EXERCISE 1 = How would you put this sentence from the lesson on neural network weights into Spanish: "Set them all to zero and the network forgets everything."
EXERCISE 2 = Can you sum up the lesson on neural network weights in two sentences?
EXERCISE 3 = Could you carry the lesson on neural network weights forward from its final sentence?

EXCERPT =
□ □ □ □ □ □ □

Weights: The Network's Memory

If you saved a neural network to a file on your computer, you would not be saving any code that 'thinks.' You would be saving a long list of numbers. Those numbers are the weights (and biases) of every connection in the network. They are everything the network learned — every pattern it extracted from training data, every correlation it discovered, every feature it found useful. Change those numbers and you change what the network knows. Set them all to zero and the network forgets everything. Understanding weights is understanding what it means for a neural network to learn.

What a Weight Encodes

As you saw in Lesson 2, a weight is a multiplier. When the weight on a particular connection is large and positive, it means: 'when this input is high, push the output higher.' When a weight is large and negative, it means: 'when this input is high, push the output lower.' A weight near zero means: 'this input barely matters for this connection.' Now imagine a network trained to detect spam emails. After training, one neuron in an early hidden layer might have a very high weight connected to inputs that correspond to the words 'FREE,' 'CLICK HERE,' and 'ACT NOW.' That neuron has learned to fire strongly when those words appear. It is not because anyone told it those words mean spam — it discovered the pattern by adjusting weights across millions of examples until the weights that worked best emerged naturally. This is the central insight: the weights are not programmed by a human. They are discovered by a mathematical process that searches for the combination of weights that makes the fewest mistakes on training data.

□ □ □ □ □ □ □

MATERIAL PROVIDED =
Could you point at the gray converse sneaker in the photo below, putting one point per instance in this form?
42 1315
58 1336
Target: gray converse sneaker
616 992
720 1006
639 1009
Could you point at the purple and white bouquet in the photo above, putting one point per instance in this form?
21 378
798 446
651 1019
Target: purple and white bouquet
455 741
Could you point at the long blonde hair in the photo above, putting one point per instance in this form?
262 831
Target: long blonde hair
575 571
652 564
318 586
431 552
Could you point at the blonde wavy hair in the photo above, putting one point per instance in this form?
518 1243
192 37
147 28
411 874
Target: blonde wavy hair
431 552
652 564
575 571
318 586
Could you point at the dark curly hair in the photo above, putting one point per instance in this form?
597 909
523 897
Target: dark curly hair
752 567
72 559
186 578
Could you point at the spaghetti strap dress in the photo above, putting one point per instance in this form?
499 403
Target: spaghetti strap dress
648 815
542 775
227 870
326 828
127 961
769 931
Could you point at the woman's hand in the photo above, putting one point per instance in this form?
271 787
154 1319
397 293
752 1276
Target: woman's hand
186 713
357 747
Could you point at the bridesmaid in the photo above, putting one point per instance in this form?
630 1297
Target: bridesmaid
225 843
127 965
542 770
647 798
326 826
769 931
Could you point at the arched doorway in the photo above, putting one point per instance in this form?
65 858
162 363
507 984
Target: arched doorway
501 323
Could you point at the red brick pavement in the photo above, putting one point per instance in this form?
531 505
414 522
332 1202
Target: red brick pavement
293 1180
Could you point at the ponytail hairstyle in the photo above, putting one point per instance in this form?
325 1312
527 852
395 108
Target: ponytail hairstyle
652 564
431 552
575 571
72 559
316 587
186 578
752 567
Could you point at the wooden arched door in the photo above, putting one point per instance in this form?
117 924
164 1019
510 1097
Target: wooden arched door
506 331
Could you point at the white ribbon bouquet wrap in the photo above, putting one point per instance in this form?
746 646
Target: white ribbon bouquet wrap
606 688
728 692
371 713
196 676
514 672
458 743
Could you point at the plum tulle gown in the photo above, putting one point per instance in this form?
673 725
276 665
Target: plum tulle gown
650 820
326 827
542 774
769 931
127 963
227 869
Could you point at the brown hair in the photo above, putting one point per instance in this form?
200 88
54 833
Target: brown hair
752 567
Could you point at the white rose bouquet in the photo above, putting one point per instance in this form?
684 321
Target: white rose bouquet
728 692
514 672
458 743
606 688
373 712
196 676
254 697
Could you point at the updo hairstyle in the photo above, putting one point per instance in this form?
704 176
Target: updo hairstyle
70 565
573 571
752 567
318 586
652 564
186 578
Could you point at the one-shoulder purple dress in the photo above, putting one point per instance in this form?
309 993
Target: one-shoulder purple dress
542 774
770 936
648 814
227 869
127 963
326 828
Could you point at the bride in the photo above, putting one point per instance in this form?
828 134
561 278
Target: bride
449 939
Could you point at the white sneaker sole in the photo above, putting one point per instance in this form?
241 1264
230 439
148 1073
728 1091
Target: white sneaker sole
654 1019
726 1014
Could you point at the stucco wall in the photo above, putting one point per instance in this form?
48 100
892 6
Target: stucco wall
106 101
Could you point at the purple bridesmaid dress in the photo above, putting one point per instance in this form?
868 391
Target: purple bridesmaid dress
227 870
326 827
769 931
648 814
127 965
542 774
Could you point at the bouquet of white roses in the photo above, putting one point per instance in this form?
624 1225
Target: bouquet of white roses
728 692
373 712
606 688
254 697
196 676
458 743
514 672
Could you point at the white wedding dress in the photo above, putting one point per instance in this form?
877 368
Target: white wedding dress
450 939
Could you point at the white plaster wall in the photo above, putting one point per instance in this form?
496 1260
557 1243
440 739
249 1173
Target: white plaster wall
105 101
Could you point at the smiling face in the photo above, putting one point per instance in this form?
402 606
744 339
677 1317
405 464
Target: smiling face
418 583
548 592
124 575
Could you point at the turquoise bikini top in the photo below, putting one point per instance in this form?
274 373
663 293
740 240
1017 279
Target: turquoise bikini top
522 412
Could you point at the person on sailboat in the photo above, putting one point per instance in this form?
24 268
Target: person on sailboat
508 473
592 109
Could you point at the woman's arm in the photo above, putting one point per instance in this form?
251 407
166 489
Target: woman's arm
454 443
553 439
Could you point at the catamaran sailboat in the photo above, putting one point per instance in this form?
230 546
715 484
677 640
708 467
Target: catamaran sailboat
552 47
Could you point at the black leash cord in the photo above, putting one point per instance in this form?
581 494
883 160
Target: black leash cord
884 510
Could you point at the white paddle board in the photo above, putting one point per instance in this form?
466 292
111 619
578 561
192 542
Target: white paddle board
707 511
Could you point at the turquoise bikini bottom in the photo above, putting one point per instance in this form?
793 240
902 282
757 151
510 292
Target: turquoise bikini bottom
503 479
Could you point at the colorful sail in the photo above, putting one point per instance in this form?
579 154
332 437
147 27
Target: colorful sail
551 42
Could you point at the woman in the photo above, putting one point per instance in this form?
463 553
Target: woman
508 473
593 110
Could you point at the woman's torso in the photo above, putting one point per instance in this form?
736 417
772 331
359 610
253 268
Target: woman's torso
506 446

□ □ □ □ □ □ □

EXERCISE ANSWER 1 = Si se ponen todos a cero, la red lo olvida todo.

EXERCISE ANSWER 2 = A saved neural network is a long list of weights and biases that hold everything it learned, so changing those numbers changes what it knows. Each weight is a multiplier whose sign and size decide whether an input pushes an output higher, pushes it lower, or barely matters, and these values are not programmed by a human but discovered by a mathematical process that searches for the combination making the fewest mistakes on training data.

EXERCISE ANSWER 3 =
Let's trace a simple weight story. Suppose you are training a network to predict tomorrow's weather from three inputs: current temperature, humidity, and wind speed. The network starts with random weights, say: temperature → hidden neuron: weight = 0.12 humidity → hidden neuron: weight = −0.05 wind speed → hidden neuron: weight = 0.33 After seeing thousands of days of weather data, the weights might settle to something like: temperature → hidden neuron: weight = 0.71 humidity → hidden neuron: weight = 0.84 wind speed → hidden neuron: weight = 0.19 The high weight on humidity tells us: humidity turned out to be very important for predicting rain. The lower weight on wind speed says: wind matters, but less. The network discovered these importances by trying different weight values and keeping the ones that produced better predictions. Nobody labeled humidity as 'important for rain' — the training data taught that by example.

How Many Weights Are There?

Even small neural networks have a surprising number of weights. A network with 784 inputs, two hidden layers of 256 neurons each, and 10 outputs has: 784 × 256 = 200,704 weights in the first layer 256 × 256 = 65,536 weights in the second layer 256 × 10 = 2,560 weights in the output layer That is about 270,000 weights for a modest digit-recognizer. GPT-4, a large language model, has an estimated 1.8 trillion weights. Each of those numbers contributes, in a tiny way, to the model's responses. This scale matters because it explains why training takes so long, why it requires so much data, and why large AI models cost millions of dollars to train. The entire process is a search over a space of trillions of numbers, trying to find a combination that makes good predictions.